WHAT TO DO | Restate each entry shown beneath this instruction, keeping its wording intact.

┌──

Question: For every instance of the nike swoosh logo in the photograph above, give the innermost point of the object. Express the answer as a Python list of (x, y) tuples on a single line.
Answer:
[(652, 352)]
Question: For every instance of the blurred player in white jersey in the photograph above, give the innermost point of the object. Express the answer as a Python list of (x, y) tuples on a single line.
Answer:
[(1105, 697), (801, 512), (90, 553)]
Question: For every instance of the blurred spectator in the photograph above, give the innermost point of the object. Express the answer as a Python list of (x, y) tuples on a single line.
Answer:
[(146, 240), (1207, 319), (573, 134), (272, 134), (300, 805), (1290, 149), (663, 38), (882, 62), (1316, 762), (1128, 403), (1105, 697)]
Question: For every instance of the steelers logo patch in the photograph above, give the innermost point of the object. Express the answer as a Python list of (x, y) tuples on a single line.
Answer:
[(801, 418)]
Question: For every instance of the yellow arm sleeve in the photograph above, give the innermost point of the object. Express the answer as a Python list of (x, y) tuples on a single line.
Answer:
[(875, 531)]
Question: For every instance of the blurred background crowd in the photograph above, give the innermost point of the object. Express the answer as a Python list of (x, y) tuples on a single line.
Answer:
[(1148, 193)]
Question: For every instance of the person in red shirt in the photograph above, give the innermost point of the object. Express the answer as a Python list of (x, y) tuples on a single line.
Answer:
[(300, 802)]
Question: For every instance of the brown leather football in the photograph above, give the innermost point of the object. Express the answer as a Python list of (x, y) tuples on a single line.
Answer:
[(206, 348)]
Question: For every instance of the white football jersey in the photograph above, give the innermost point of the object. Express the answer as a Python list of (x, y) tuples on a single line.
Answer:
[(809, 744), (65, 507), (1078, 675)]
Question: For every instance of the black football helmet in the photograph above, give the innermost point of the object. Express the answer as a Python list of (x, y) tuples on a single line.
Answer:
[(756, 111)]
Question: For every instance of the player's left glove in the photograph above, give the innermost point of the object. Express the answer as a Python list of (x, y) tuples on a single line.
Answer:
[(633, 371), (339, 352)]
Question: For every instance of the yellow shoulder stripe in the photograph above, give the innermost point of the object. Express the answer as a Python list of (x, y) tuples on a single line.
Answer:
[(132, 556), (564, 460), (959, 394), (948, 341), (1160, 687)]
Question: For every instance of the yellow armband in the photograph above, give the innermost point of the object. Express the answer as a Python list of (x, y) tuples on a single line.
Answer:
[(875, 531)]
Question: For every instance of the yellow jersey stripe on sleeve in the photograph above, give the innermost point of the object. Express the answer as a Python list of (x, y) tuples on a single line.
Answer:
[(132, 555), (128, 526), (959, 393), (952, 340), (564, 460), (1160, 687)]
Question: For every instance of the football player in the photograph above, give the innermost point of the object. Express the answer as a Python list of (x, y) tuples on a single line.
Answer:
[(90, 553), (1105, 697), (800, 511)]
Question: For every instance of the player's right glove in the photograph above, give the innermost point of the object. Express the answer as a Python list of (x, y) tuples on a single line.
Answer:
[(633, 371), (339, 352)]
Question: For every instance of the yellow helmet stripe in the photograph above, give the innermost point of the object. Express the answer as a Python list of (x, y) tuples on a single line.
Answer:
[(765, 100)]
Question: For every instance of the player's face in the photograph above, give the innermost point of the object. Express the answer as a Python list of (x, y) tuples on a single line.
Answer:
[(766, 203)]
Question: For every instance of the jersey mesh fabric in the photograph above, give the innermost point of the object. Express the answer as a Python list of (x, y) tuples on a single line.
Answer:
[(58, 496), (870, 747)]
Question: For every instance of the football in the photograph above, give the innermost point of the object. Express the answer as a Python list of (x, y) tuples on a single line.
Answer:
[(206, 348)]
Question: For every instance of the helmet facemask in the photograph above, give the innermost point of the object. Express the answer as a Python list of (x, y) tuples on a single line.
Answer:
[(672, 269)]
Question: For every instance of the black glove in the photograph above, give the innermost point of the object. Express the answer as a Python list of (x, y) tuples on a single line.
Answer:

└──

TASK RESPONSE |
Question: For every instance of the nike swoosh logo in the photograph above, give the innermost point of the object. Express the answer as a Python list of (x, y) tuples on a single line.
Answer:
[(652, 352)]
Question: For every instance of the blurred player in white jersey in the photograph above, give the innermost point of the object. Express the answer as a Python list of (x, y) tuples on a single line.
Answer:
[(1105, 697), (801, 512), (90, 553)]
Question: For every instance of the blurred spectator in the photograph above, give the innermost point of the object. Express the answer as a Python list of (x, y) tuples on a single line.
Answer:
[(146, 240), (1207, 319), (573, 134), (272, 134), (300, 805), (1290, 149), (663, 38), (882, 62), (1316, 762), (1128, 403), (1105, 697)]
Question: For every instance of the steelers logo patch in the photograph above, give the innermost point of the object. Express the answer as a Python list of (x, y) tuples on a single line.
Answer:
[(801, 418)]
Question: For every instance of the yellow arm sleeve in the photograph above, give the innermost point of the object. Express the answer as a Python list of (x, y) tuples on a single line.
Answer:
[(875, 531)]
Question: For every instance of the blurred background crowd in the photograph above, give the innermost point of the object. Express the answer as a Python list of (x, y) tuples on a single line.
Answer:
[(1148, 193)]
Question: For every instance of the person in red shirt in the photograph above, give the innermost point of the object. Express the answer as a Python list of (x, y) tuples on a single line.
Answer:
[(300, 802)]
Question: For every instance of the brown leather football in the photograph above, give the innermost point of the object. Express the answer as a Python list of (x, y) tuples on a single line.
Answer:
[(206, 348)]
Question: For every instance of the white football jersey in the photograph above, give the innermost point of the object. Express the answer as a Python list of (x, y) tuples on a single line.
Answer:
[(809, 744), (65, 507), (1078, 675)]
Question: For every instance of the black football helmet in the photograph above, give the innermost point of the object. Express the answer as a Python list of (x, y) tuples on a single line.
Answer:
[(756, 111)]
Question: For every instance of the player's left glove in the photograph above, give the innermost point of the object. Express the answer as a Python list of (x, y) tuples on a single line.
Answer:
[(633, 371), (339, 352)]
Question: For every instance of the yellow shoulder stripe in the photograph above, give the innermost point of the object. Express the answer as a Python list of (x, y) tuples on a single line.
Answer:
[(132, 556), (564, 460), (959, 394), (948, 341), (1160, 687)]
Question: For every instance of the yellow armband in the photograph above, give the innermost point of the object. Express the answer as a Python list of (x, y) tuples on a single line.
Answer:
[(875, 531)]
Question: For every instance of the yellow jersey stripe on sleeve in the photograph above, give the innermost point of the object. Express the answer as a Python list of (x, y) tuples on a single line.
Answer:
[(132, 555), (128, 526), (959, 393), (952, 340), (564, 460), (1160, 687)]
Question: For every instance of the football player in the photograph above, give the innermost point of the object. Express the answer as a Python list of (x, y) tuples on a single line.
Answer:
[(90, 553), (1105, 697), (800, 511)]
Question: For every instance of the player's right glove in the photograph above, give the innermost point of the object. Express the answer as a Python list of (x, y) tuples on a single line.
Answer:
[(633, 371), (339, 352)]
Question: For every instance of the yellow helmet stripe in the photograph above, give the innermost point of the object. Express the answer as a Python list of (x, y) tuples on a single line.
Answer:
[(765, 100)]
Question: For every instance of the player's face in the photograph above, give the innermost point of the object. Express the answer as a Python list of (x, y) tuples on a single line.
Answer:
[(766, 203)]
Question: For every instance of the jersey mesh fabric in the photograph above, give the innermost point of the object. Express the answer as a Python list of (x, y) tuples on a single line.
Answer:
[(58, 496), (870, 747)]
Question: For every instance of the football in the photograph above, give the innermost point of the object. Express the answer as a Python list of (x, y) tuples on a single line.
Answer:
[(206, 348)]
Question: For every instance of the helmet facemask in the photograph above, give the innermost point of the object. Express the answer as a Python list of (x, y) tuples on a single line.
Answer:
[(672, 269)]
Question: For every instance of the black glove in the photograph above, give the innermost point of the object. Express the answer as a Python list of (x, y) tuples on a single line.
Answer:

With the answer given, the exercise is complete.